◆ **Written request**
Arrange the lines below as a Markdown table with a "Row" column numbering each one and a "Line" column holding it, skipping any blank lines. Omit the pictures from your answer.

◆ **Record list**
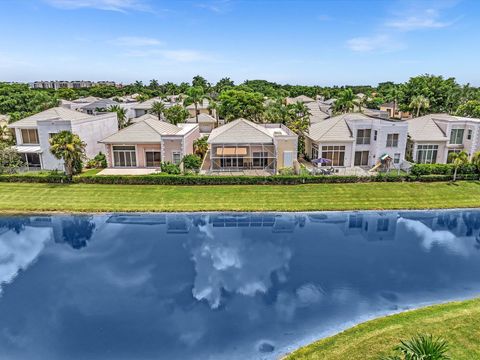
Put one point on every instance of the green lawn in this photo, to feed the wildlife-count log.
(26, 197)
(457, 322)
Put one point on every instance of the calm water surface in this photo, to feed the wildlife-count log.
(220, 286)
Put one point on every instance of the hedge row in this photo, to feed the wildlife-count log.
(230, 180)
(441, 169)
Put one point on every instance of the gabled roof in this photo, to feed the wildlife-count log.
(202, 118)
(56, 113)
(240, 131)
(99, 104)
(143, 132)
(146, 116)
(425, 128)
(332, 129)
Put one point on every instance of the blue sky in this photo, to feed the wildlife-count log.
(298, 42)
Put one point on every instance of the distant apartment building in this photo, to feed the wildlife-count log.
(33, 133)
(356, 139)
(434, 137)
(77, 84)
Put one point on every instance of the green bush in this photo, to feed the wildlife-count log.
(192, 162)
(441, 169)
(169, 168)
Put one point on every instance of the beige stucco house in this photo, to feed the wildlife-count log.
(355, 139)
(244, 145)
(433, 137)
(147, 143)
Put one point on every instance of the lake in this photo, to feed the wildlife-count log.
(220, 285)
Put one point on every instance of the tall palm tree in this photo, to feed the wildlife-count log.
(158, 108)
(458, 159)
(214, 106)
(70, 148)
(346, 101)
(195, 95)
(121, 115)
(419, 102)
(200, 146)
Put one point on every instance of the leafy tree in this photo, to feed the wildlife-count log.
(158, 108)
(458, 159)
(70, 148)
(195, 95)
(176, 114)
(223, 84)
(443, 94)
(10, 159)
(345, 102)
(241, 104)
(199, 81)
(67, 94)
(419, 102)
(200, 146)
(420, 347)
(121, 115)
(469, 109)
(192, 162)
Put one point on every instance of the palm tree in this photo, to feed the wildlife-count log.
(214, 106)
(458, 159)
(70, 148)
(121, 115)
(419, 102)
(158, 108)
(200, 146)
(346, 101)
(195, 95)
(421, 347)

◆ **In response**
| Row | Line |
|---|---|
| 1 | Put one point on every instance of the green lawn in this photo, to feed the wildlife-count log. |
| 2 | (26, 197) |
| 3 | (457, 322) |
| 4 | Put one point on every instance of the calm water surface in this photo, to feed the wildlife-count log. |
| 5 | (220, 286) |
| 6 | Put one point on every instance of the hedge row in this photo, to feed the wildlife-count log. |
| 7 | (230, 180) |
| 8 | (441, 169) |
| 9 | Put one point on every instance of the gabled roof in this photo, to feed the wildlife-count log. |
| 10 | (202, 118) |
| 11 | (56, 113) |
| 12 | (240, 131) |
| 13 | (99, 104) |
| 14 | (143, 132) |
| 15 | (146, 116) |
| 16 | (425, 128) |
| 17 | (332, 129) |
| 18 | Put one point on every instance of the blue sky in this photo, to feed the wildlife-count log. |
| 19 | (298, 42) |
| 20 | Put one point on every instance of the distant apartment building in this photo, to feed the wildlife-count log. |
| 21 | (33, 133) |
| 22 | (356, 139) |
| 23 | (434, 137) |
| 24 | (77, 84) |
| 25 | Put one point on every instance of the green bush in this photo, to feed the wildlife-count log. |
| 26 | (192, 162) |
| 27 | (441, 169) |
| 28 | (169, 168) |
| 29 | Put one point on every instance of the beige stucco house in this photo, to feed the wildlife-count log. |
| 30 | (355, 139) |
| 31 | (244, 145) |
| 32 | (433, 137) |
| 33 | (147, 143) |
| 34 | Put one point on every instance of the lake in this photo, to feed the wildlife-count log. |
| 35 | (220, 285) |
| 36 | Put one point on every instance of the tall palm tree in this photo, to feed the wildlife-count log. |
| 37 | (158, 108) |
| 38 | (458, 159) |
| 39 | (214, 106) |
| 40 | (70, 148) |
| 41 | (346, 101) |
| 42 | (195, 95) |
| 43 | (121, 115) |
| 44 | (419, 102) |
| 45 | (200, 146) |
| 46 | Put one point on every instance of the leafy tree in this photo, to feed the wildlife-count log. |
| 47 | (158, 108) |
| 48 | (458, 159) |
| 49 | (70, 148) |
| 50 | (195, 95) |
| 51 | (176, 114) |
| 52 | (223, 84) |
| 53 | (443, 94) |
| 54 | (10, 159) |
| 55 | (345, 102) |
| 56 | (241, 104) |
| 57 | (199, 81) |
| 58 | (67, 94) |
| 59 | (419, 102) |
| 60 | (200, 146) |
| 61 | (420, 347) |
| 62 | (121, 115) |
| 63 | (469, 109) |
| 64 | (192, 162) |
| 65 | Put one point on every instance of the palm tree in this photo, to feed the wildlife-count log. |
| 66 | (214, 106) |
| 67 | (458, 159) |
| 68 | (70, 148) |
| 69 | (121, 115) |
| 70 | (419, 102) |
| 71 | (158, 108) |
| 72 | (200, 146) |
| 73 | (346, 101) |
| 74 | (195, 95) |
| 75 | (421, 347) |